Items from a dataset:
· · · · · · ·

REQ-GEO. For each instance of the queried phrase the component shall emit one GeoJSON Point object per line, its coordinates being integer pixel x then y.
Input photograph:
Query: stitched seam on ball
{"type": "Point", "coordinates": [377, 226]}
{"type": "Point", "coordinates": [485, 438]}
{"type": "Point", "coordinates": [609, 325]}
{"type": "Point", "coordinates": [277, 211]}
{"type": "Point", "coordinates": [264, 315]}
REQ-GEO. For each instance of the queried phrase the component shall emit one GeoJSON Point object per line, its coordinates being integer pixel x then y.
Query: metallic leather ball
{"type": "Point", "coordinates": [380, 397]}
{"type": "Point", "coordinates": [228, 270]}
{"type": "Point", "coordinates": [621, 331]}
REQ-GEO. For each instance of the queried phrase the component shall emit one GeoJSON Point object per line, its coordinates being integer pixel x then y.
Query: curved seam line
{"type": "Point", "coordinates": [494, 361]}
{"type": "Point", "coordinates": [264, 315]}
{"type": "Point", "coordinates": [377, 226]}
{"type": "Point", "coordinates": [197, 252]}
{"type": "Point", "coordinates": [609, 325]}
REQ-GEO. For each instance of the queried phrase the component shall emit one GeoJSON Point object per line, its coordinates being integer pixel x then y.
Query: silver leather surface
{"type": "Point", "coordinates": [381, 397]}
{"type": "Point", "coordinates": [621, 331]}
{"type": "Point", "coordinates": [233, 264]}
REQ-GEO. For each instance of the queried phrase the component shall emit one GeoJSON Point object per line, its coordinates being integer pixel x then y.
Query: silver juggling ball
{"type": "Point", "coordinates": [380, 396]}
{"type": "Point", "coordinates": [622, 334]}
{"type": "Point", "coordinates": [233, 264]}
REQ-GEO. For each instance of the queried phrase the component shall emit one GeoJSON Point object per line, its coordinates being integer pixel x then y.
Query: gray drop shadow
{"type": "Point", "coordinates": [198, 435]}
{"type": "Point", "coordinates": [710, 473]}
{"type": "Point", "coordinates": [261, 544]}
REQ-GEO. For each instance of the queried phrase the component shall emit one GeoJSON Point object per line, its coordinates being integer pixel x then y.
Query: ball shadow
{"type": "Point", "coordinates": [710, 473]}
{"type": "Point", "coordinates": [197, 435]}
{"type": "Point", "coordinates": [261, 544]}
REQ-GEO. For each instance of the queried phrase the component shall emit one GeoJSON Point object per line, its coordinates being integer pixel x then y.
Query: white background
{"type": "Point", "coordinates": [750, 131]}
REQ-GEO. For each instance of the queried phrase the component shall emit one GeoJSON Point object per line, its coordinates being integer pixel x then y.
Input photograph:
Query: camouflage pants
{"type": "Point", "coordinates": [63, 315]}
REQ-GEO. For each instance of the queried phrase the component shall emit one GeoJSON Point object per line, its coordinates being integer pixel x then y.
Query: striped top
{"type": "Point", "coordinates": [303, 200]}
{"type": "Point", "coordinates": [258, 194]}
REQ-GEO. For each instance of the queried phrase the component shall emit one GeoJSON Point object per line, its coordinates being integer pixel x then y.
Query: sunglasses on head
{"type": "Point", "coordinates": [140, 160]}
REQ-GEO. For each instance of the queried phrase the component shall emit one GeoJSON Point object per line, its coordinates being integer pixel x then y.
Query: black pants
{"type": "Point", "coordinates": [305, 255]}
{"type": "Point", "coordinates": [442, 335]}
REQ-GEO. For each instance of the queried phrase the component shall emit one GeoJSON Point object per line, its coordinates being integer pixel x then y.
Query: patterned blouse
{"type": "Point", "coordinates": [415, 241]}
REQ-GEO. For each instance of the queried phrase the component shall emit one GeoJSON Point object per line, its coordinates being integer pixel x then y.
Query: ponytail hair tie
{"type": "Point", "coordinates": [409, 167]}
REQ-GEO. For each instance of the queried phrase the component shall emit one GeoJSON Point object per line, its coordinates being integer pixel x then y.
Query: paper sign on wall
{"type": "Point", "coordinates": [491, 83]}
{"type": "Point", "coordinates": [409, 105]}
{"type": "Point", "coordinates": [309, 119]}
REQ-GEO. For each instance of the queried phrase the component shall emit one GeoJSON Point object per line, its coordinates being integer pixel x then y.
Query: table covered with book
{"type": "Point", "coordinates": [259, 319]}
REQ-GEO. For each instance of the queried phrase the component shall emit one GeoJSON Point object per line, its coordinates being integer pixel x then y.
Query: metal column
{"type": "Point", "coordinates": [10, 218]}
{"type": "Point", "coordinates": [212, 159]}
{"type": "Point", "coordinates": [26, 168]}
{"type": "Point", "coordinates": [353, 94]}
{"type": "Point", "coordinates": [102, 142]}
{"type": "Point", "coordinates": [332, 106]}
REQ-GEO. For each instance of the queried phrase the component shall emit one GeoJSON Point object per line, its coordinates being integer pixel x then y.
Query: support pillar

· · · · · · ·

* PROBLEM *
Every record is to be written out verbatim.

* ANSWER BOX *
REQ-GEO. For each instance of the queried phrase the component shall emit one GeoJSON Point object per line, its coordinates being integer pixel x then y.
Input photograph:
Query: stitched seam on ball
{"type": "Point", "coordinates": [377, 226]}
{"type": "Point", "coordinates": [485, 438]}
{"type": "Point", "coordinates": [609, 325]}
{"type": "Point", "coordinates": [277, 211]}
{"type": "Point", "coordinates": [264, 315]}
REQ-GEO. For each instance of the queried phrase the component shall emit one GeoJSON Point object per line, its coordinates being integer pixel x then y.
Query: metallic leather ball
{"type": "Point", "coordinates": [380, 397]}
{"type": "Point", "coordinates": [228, 270]}
{"type": "Point", "coordinates": [621, 331]}
REQ-GEO. For each instance of the queried phrase the component shall emit one GeoJSON Point object per line, its coordinates being integer pixel x then y.
Query: curved seam line
{"type": "Point", "coordinates": [494, 361]}
{"type": "Point", "coordinates": [264, 315]}
{"type": "Point", "coordinates": [377, 226]}
{"type": "Point", "coordinates": [197, 252]}
{"type": "Point", "coordinates": [609, 325]}
REQ-GEO. For each instance of the queried phrase the component shall emit one GeoJSON Point object per line, its coordinates being integer pixel x then y.
Query: silver leather surface
{"type": "Point", "coordinates": [381, 397]}
{"type": "Point", "coordinates": [621, 331]}
{"type": "Point", "coordinates": [233, 264]}
REQ-GEO. For each instance of the queried phrase the component shall emit one GeoJSON Point object per line, its coordinates being integer pixel x then y.
Query: silver juggling ball
{"type": "Point", "coordinates": [380, 396]}
{"type": "Point", "coordinates": [622, 334]}
{"type": "Point", "coordinates": [233, 264]}
REQ-GEO. For each instance of the queried phrase the component shall emit one GeoJSON Point object per line, its coordinates being integer pixel x then y.
Query: gray drop shadow
{"type": "Point", "coordinates": [198, 435]}
{"type": "Point", "coordinates": [710, 473]}
{"type": "Point", "coordinates": [261, 544]}
REQ-GEO. For each instance of the queried phrase the component shall emit one GeoJSON Point object per line, its coordinates being integer pixel x then y.
Query: ball shadow
{"type": "Point", "coordinates": [710, 473]}
{"type": "Point", "coordinates": [197, 435]}
{"type": "Point", "coordinates": [261, 544]}
REQ-GEO. For each instance of the queried phrase the component shall emit one GeoJSON Point object per line, its coordinates being integer pixel x then y.
Query: white background
{"type": "Point", "coordinates": [750, 131]}
REQ-GEO. For each instance of the queried phrase the component shall emit one GeoJSON Point object per line, its coordinates being integer pixel x then y.
Input photograph:
Query: camouflage pants
{"type": "Point", "coordinates": [63, 315]}
REQ-GEO. For each instance of the queried phrase the component shall emit one GeoJSON Point object per line, its coordinates being integer pixel x then y.
Query: striped top
{"type": "Point", "coordinates": [303, 200]}
{"type": "Point", "coordinates": [258, 194]}
REQ-GEO. For each instance of the queried phrase the component shall emit one GeoJSON Point object per line, its coordinates being integer pixel x then y.
Query: sunglasses on head
{"type": "Point", "coordinates": [140, 160]}
REQ-GEO. For each instance of the queried phrase the component shall emit one GeoJSON Point object per line, its coordinates being integer pixel x then y.
Query: black pants
{"type": "Point", "coordinates": [305, 255]}
{"type": "Point", "coordinates": [442, 335]}
REQ-GEO. For each instance of the queried phrase the component shall emit one GeoJSON Point object per line, its coordinates being integer pixel x then y.
Query: patterned blouse
{"type": "Point", "coordinates": [415, 241]}
REQ-GEO. For each instance of the queried phrase the component shall emit one GeoJSON Point object per line, its coordinates being integer pixel x then y.
Query: ponytail hair tie
{"type": "Point", "coordinates": [409, 167]}
REQ-GEO. For each instance of the queried phrase the component shall emit one GeoJSON Point object per line, its coordinates being integer pixel x then y.
Query: paper sign on wall
{"type": "Point", "coordinates": [491, 83]}
{"type": "Point", "coordinates": [409, 105]}
{"type": "Point", "coordinates": [309, 119]}
REQ-GEO. For each instance of the queried phrase the component shall emit one GeoJSON Point object per line, its coordinates being integer pixel x then y.
Query: table covered with book
{"type": "Point", "coordinates": [259, 319]}
REQ-GEO. For each instance of the queried phrase the component shall emit one GeoJSON Point object per line, its coordinates being integer pixel x then y.
Query: metal column
{"type": "Point", "coordinates": [10, 218]}
{"type": "Point", "coordinates": [212, 159]}
{"type": "Point", "coordinates": [26, 168]}
{"type": "Point", "coordinates": [353, 94]}
{"type": "Point", "coordinates": [102, 142]}
{"type": "Point", "coordinates": [332, 106]}
REQ-GEO. For each instance of the queried phrase the component shall emit one GeoJSON Point object per line, its coordinates being integer pixel x then y.
Query: support pillar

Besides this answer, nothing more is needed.